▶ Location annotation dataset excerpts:
※

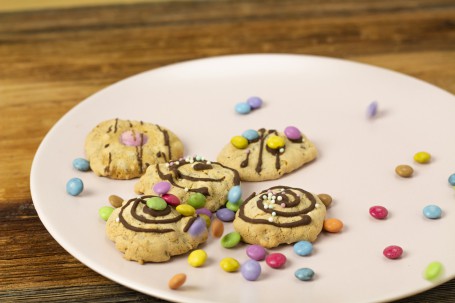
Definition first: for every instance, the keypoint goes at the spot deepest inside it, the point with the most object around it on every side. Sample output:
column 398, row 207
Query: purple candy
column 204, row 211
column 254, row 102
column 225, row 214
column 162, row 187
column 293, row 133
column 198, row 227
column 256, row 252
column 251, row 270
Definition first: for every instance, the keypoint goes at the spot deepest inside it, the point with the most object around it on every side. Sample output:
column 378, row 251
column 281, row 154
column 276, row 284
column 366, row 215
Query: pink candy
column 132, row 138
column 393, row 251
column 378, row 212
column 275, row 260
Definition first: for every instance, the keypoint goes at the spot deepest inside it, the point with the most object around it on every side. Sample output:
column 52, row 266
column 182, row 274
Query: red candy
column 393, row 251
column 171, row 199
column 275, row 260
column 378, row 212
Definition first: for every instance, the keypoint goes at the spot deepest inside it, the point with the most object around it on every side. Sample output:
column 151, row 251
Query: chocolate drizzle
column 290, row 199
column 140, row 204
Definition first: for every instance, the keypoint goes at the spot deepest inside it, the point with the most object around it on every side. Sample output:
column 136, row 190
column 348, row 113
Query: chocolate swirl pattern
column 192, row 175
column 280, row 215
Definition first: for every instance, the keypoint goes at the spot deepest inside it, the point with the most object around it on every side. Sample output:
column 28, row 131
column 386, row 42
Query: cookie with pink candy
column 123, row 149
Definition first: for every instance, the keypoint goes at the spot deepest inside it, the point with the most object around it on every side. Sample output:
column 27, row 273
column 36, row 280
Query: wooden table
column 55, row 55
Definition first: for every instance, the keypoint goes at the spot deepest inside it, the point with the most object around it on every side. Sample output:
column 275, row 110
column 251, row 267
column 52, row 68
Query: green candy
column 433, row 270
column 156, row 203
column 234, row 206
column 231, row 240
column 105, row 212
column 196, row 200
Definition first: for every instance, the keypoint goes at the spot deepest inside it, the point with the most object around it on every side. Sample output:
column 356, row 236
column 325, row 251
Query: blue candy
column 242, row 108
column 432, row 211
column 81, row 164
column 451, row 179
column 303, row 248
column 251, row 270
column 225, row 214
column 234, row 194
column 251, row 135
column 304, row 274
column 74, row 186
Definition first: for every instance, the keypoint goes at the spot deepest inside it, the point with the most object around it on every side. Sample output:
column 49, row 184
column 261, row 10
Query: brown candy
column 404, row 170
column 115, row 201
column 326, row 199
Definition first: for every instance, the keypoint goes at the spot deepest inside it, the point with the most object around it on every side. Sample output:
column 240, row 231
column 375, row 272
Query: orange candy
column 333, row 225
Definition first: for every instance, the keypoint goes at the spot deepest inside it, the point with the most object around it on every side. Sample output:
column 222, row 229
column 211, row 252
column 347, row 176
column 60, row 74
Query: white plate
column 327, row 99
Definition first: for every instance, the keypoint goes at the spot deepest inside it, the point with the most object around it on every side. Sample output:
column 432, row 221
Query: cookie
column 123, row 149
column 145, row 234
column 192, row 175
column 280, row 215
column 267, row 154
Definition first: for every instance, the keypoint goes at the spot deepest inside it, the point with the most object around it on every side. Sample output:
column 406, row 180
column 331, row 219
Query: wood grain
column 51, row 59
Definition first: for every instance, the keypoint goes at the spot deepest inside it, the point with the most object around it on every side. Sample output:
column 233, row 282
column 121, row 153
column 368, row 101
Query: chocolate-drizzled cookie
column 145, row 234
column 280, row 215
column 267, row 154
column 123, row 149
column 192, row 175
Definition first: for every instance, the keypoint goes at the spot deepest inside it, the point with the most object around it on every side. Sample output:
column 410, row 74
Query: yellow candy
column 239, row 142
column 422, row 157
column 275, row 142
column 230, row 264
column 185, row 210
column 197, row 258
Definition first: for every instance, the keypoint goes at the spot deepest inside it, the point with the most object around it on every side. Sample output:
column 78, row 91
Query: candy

※

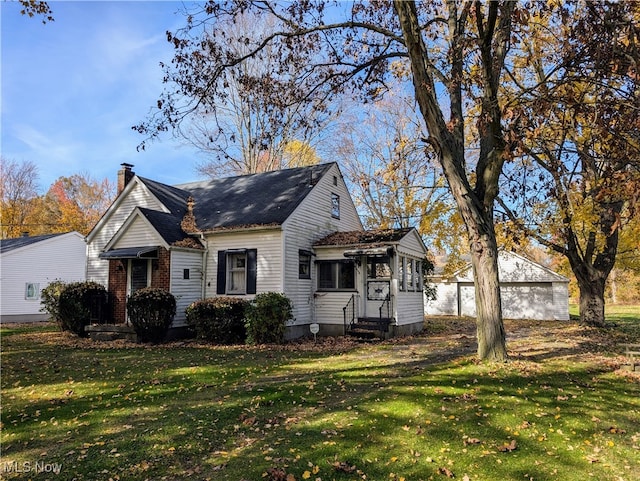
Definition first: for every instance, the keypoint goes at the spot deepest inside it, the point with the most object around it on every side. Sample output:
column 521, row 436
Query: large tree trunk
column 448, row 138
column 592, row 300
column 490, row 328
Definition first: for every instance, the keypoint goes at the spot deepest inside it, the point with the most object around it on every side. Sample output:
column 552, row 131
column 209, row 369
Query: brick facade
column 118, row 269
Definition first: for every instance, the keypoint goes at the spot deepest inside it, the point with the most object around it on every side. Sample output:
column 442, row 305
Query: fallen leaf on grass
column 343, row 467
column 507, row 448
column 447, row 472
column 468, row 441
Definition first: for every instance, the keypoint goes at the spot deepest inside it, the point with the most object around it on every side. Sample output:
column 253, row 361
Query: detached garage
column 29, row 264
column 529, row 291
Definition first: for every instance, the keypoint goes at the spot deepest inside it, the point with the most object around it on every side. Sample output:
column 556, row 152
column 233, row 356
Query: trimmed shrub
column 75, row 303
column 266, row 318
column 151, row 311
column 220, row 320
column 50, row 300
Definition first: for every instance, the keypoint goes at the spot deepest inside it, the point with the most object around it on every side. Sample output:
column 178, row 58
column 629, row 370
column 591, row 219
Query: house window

※

▶ SHORT PROBLEM: Find every line in the entries above that contains the word "chocolate", and copy each of those lines.

▶ WRITTEN ANSWER:
Query: chocolate drizzle
Query: chocolate swirl pattern
Query: chocolate-drizzled cookie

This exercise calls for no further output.